Page text:
□ □ □ □ □ □ □

Whats with the 16-byte alignment in alloc.c?

View: New views
10 Messages — Rating Filter:   Alert me  

Whats with the 16-byte alignment in alloc.c?

by Mark Johnson-21 :: Rate this Message:

Reply to Author | View Threaded | Show Only this Message

I see this in  the qmail/netqmail CHANGES:

    19960812 portability problem: under Solaris 2.4 and possibly other
                   systems, the linker does not give generic alignment
to an array
                   of 4096 chars. tnx JP. impact: some subset of the programs
                   would (reliably) die with a bus error; in the Solaris case,
                   maildir2mbox. fix: redefine space in alloc.c to be aligned.

also this:

    19960829 change: used double union in alloc.c. tnx ME.

□ □ □ □ □ □ □

Rows:
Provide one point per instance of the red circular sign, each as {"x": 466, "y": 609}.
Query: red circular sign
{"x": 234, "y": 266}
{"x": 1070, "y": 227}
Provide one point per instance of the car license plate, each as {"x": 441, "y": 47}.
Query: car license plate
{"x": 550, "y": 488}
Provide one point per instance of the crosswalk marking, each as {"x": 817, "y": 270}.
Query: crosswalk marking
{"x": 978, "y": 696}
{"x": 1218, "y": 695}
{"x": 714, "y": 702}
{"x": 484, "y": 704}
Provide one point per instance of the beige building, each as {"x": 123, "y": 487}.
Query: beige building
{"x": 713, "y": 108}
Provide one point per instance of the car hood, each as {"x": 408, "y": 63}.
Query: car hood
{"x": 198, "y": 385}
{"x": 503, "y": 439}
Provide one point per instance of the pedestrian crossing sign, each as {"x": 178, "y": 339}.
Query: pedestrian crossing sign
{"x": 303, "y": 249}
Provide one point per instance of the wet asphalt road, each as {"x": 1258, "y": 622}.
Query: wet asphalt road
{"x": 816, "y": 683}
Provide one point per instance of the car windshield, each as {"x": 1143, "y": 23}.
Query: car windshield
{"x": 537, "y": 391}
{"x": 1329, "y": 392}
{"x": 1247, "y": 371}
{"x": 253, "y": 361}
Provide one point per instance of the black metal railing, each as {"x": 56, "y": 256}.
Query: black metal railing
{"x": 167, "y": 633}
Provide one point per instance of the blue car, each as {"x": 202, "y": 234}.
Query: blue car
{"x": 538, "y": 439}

□ □ □ □ □ □ □

Task prompt: Pick up the forum thread on 16-byte alignment in qmail's alloc.c from its last line and continue it.

Written reply:
I don't see anything in djb's portability notes:

    http://cr.yp.to/unix.html

Are these just 13 year old portability hacks?  Or is there some deep
magic here?  If the former, any idea if they're still needed?  If the
latter, can anybody offer any insight?

Also, there is a (documented) overflow:

    ...
    n = ALIGNMENT + n - (n & (ALIGNMENT - 1)); /* XXX: could overflow */
    ...

See:

    http://seclists.org/fulldisclosure/2005/May/0115.html
    http://seclists.org/fulldisclosure/2005/May/0139.html

for more info.  Any reason not to apply the suggested fix?

Re: Whats with the 16-byte alignment in alloc.c?

by Kyle Wheeler-2 :: Rate this Message:

Reply to Author | View Threaded | Show Only this Message

-----BEGIN PGP SIGNED MESSAGE-----
Hash: SHA256

On Tuesday, September  1 at 05:32 PM, quoth Mark Johnson:
>I see this in  the qmail/netqmail CHANGES:
>
>    19960812 portability problem: under Solaris 2.4 and possibly other
>                   systems, the linker does not give generic alignment
>to an array
>           of 4096 chars. tnx JP. impact: some subset of the programs
>           would (reliably) die with a bus error; in the Solaris case,
>           maildir2mbox. fix: redefine space in alloc.c to be aligned.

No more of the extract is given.